# Trecho do texto
---*---

Levantamento de FGTS para pagamento de pensão alimentícia.

Chamada:

(…) Não há falar em expedição de alvará para levantamento de FGTS pertencente ao alimentante quando, em ação de alimentos, ficou acordado que a pensão alimentícia incidiria apenas sobre percentual dos rendimentos líquidos do genitor, deixando o título de prever quaisquer reflexos nos créditos decorrentes de verbas rescisórias e de FGTS. Havendo pretensão de extensão do percentual devido a título de alimentos, de modo a incidir sobre esse tipo de parcela, deverão os interessados lançar mão da ação judicial cabível, de natureza contenciosa.

Jurisprudência na Íntegra:

Apelação Cível n. 0312095-36.2017.8.24.0038, de Joinville
Relator: Desembargador Saul Steil
APELAÇÃO CÍVEL. ALVARÁ JUDICIAL. LEVANTAMENTO DE FGTS PARA PAGAMENTO DE PENSÃO ALIMENTÍCIA. SENTENÇA DE IMPROCEDÊNCIA. RECURSO DO AUTOR. ALEGAÇÃO DE ACORDO QUANTO À APLICAÇÃO DO MESMO PERCENTUAL DO SALÁRIO SOBRE AS VERBAS DO FGTS. IMPOSSIBILIDADE. VERBA QUE TEM NATUREZA DE PECÚLIO, E QUE NÃO FAZ PARTE DO SALÁRIO. CASO QUE NÃO SE ENQUADRA NO ROL DAS SITUAÇÕES DE POSSIBILIDADE DE MOVIMENTAÇÃO DA CONTA VINCULADA DO FGTS. SENTENÇA MANTIDA. RECURSO CONHECIDO E DESPROVIDO.

---*---

# Linhas de dados
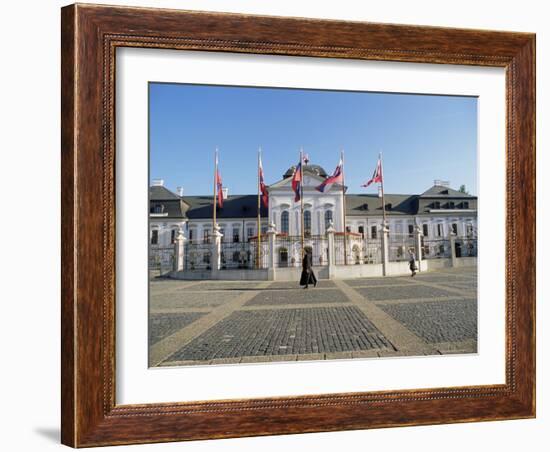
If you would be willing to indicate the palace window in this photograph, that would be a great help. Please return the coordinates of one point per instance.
(307, 223)
(328, 218)
(157, 208)
(284, 222)
(249, 232)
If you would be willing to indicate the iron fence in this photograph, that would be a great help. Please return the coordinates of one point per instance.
(289, 250)
(372, 251)
(435, 248)
(466, 247)
(161, 259)
(198, 255)
(399, 246)
(239, 255)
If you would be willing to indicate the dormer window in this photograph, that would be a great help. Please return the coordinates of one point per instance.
(157, 208)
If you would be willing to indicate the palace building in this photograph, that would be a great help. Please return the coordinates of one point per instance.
(438, 211)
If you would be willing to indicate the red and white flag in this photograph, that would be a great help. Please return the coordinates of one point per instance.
(377, 175)
(336, 178)
(297, 181)
(263, 187)
(219, 186)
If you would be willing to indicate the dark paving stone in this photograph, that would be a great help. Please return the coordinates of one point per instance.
(297, 296)
(295, 285)
(225, 285)
(403, 292)
(283, 332)
(163, 325)
(369, 282)
(437, 321)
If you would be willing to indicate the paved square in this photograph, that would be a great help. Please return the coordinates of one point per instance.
(402, 292)
(297, 296)
(212, 322)
(438, 321)
(283, 332)
(163, 325)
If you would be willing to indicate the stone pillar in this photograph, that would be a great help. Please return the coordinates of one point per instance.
(330, 240)
(418, 246)
(452, 241)
(272, 237)
(215, 259)
(179, 252)
(385, 236)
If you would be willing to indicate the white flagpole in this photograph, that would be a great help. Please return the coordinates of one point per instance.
(344, 208)
(258, 242)
(215, 190)
(302, 198)
(382, 186)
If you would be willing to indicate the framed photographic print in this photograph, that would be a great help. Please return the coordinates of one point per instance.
(281, 225)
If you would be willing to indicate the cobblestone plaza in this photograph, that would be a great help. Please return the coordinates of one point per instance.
(223, 322)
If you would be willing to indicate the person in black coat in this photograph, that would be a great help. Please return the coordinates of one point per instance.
(308, 277)
(412, 262)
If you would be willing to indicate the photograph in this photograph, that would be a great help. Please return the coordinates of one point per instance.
(292, 224)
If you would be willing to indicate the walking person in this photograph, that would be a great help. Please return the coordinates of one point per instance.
(412, 262)
(308, 277)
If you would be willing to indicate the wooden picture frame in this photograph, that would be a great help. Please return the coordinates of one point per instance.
(90, 36)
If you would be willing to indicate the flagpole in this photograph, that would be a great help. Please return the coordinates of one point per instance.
(382, 187)
(259, 207)
(302, 198)
(344, 208)
(215, 190)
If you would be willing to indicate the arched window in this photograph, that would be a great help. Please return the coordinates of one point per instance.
(284, 222)
(328, 218)
(307, 222)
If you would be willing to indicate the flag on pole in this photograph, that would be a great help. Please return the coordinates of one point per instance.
(219, 186)
(297, 182)
(377, 175)
(263, 187)
(336, 178)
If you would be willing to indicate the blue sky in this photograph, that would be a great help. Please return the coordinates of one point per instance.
(421, 137)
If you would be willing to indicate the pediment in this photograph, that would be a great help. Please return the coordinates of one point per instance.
(310, 182)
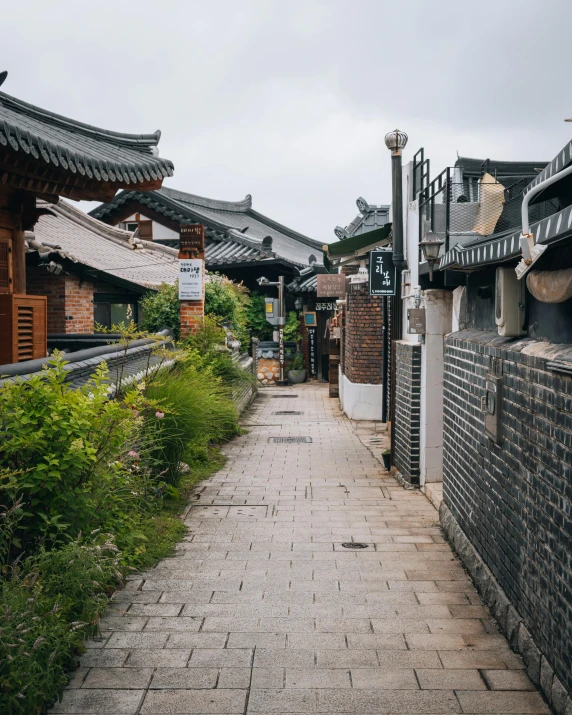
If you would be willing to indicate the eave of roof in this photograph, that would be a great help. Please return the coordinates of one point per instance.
(498, 249)
(51, 154)
(357, 245)
(109, 252)
(222, 220)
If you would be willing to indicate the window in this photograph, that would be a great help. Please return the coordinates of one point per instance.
(109, 309)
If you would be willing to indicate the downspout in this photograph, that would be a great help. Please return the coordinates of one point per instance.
(532, 251)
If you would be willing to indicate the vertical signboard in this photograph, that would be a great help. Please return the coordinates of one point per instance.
(313, 349)
(190, 279)
(382, 273)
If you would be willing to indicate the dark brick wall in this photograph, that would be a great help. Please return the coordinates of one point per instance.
(514, 500)
(362, 362)
(407, 409)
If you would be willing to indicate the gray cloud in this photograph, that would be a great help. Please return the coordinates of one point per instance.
(290, 101)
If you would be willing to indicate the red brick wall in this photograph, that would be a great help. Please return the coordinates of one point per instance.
(362, 353)
(70, 303)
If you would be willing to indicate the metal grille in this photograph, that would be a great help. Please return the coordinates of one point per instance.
(289, 440)
(460, 212)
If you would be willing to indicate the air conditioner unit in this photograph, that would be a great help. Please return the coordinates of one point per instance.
(509, 303)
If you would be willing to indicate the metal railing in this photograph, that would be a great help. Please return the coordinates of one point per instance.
(461, 211)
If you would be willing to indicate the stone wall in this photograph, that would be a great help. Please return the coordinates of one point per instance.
(513, 500)
(363, 338)
(407, 409)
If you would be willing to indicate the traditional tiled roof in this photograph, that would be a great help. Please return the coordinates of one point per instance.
(75, 236)
(226, 221)
(71, 157)
(370, 218)
(504, 247)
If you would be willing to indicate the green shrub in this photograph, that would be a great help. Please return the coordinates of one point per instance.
(292, 327)
(161, 310)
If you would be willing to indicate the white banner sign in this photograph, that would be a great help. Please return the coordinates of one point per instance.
(190, 279)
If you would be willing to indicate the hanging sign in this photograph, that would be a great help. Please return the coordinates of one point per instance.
(332, 285)
(192, 238)
(190, 279)
(382, 273)
(313, 349)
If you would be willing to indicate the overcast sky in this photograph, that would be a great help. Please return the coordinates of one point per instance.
(290, 100)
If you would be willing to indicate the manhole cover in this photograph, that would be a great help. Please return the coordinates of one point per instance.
(289, 440)
(355, 545)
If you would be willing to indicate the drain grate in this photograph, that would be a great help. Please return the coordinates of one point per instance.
(289, 440)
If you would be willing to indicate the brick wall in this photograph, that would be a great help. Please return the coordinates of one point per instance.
(407, 409)
(514, 500)
(363, 338)
(70, 300)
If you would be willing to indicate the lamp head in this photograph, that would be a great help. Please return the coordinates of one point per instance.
(396, 141)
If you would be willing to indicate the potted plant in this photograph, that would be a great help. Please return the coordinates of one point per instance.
(297, 371)
(386, 456)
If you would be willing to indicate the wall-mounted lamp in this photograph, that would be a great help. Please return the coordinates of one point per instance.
(431, 247)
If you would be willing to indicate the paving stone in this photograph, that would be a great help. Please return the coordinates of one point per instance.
(189, 702)
(507, 680)
(505, 703)
(443, 679)
(384, 679)
(112, 702)
(184, 678)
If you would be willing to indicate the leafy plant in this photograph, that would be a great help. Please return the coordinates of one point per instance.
(292, 327)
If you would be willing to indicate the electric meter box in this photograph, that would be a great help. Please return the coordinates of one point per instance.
(509, 303)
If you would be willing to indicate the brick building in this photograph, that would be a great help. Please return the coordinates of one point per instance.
(90, 272)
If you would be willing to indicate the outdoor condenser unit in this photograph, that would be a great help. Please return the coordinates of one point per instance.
(509, 303)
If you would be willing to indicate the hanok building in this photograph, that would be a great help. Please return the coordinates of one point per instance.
(239, 242)
(90, 272)
(486, 380)
(44, 155)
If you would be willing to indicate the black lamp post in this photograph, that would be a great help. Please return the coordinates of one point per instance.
(431, 246)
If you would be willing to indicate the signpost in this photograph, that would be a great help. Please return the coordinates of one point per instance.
(190, 279)
(382, 273)
(192, 238)
(313, 349)
(332, 285)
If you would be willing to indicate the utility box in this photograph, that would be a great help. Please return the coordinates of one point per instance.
(416, 321)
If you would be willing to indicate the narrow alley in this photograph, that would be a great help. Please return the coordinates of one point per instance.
(309, 582)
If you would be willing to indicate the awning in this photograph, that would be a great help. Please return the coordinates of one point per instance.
(358, 245)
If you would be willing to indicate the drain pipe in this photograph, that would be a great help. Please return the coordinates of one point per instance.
(532, 251)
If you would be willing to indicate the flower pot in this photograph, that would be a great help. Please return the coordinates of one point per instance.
(296, 377)
(386, 456)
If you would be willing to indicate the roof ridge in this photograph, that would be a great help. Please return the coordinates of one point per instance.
(131, 140)
(216, 204)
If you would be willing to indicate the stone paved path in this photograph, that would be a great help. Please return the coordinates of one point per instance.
(263, 610)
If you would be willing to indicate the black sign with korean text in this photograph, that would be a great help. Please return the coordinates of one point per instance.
(382, 273)
(313, 348)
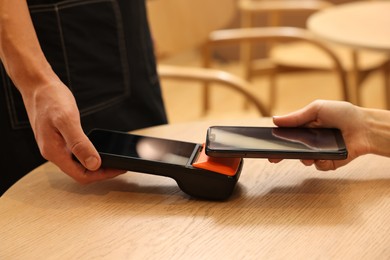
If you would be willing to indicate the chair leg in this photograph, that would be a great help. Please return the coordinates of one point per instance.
(386, 74)
(272, 92)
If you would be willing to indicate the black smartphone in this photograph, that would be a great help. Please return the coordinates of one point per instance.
(195, 173)
(276, 143)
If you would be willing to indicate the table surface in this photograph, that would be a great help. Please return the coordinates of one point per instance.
(362, 24)
(283, 210)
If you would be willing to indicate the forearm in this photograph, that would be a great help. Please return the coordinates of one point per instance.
(20, 50)
(377, 124)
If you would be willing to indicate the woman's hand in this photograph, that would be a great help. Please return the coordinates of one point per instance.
(348, 118)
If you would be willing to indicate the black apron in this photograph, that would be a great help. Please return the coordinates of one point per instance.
(102, 50)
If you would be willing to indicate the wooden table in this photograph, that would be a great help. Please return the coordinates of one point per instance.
(358, 25)
(282, 211)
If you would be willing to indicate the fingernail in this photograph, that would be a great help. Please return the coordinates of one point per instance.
(91, 163)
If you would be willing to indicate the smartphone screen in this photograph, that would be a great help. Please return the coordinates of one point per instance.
(275, 142)
(142, 147)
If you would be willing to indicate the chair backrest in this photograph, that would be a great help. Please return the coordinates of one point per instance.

---*---

# Objetivos
1. Redigite a parte do texto sobre FGTS e pensão alimentícia que se inicia com as palavras "Apelação Cível n." e vai até "CONHECIDO E DESPROVIDO.".
2. Segundo o texto sobre levantamento de FGTS, quem foi o relator da Apelação Cível n. 0312095-36.2017.8.24.0038?

# Resultados em ordem
1.
Apelação Cível n. 0312095-36.2017.8.24.0038, de Joinville
Relator: Desembargador Saul Steil
APELAÇÃO CÍVEL. ALVARÁ JUDICIAL. LEVANTAMENTO DE FGTS PARA PAGAMENTO DE PENSÃO ALIMENTÍCIA. SENTENÇA DE IMPROCEDÊNCIA. RECURSO DO AUTOR. ALEGAÇÃO DE ACORDO QUANTO À APLICAÇÃO DO MESMO PERCENTUAL DO SALÁRIO SOBRE AS VERBAS DO FGTS. IMPOSSIBILIDADE. VERBA QUE TEM NATUREZA DE PECÚLIO, E QUE NÃO FAZ PARTE DO SALÁRIO. CASO QUE NÃO SE ENQUADRA NO ROL DAS SITUAÇÕES DE POSSIBILIDADE DE MOVIMENTAÇÃO DA CONTA VINCULADA DO FGTS. SENTENÇA MANTIDA. RECURSO CONHECIDO E DESPROVIDO.

2. O relator foi o Desembargador Saul Steil.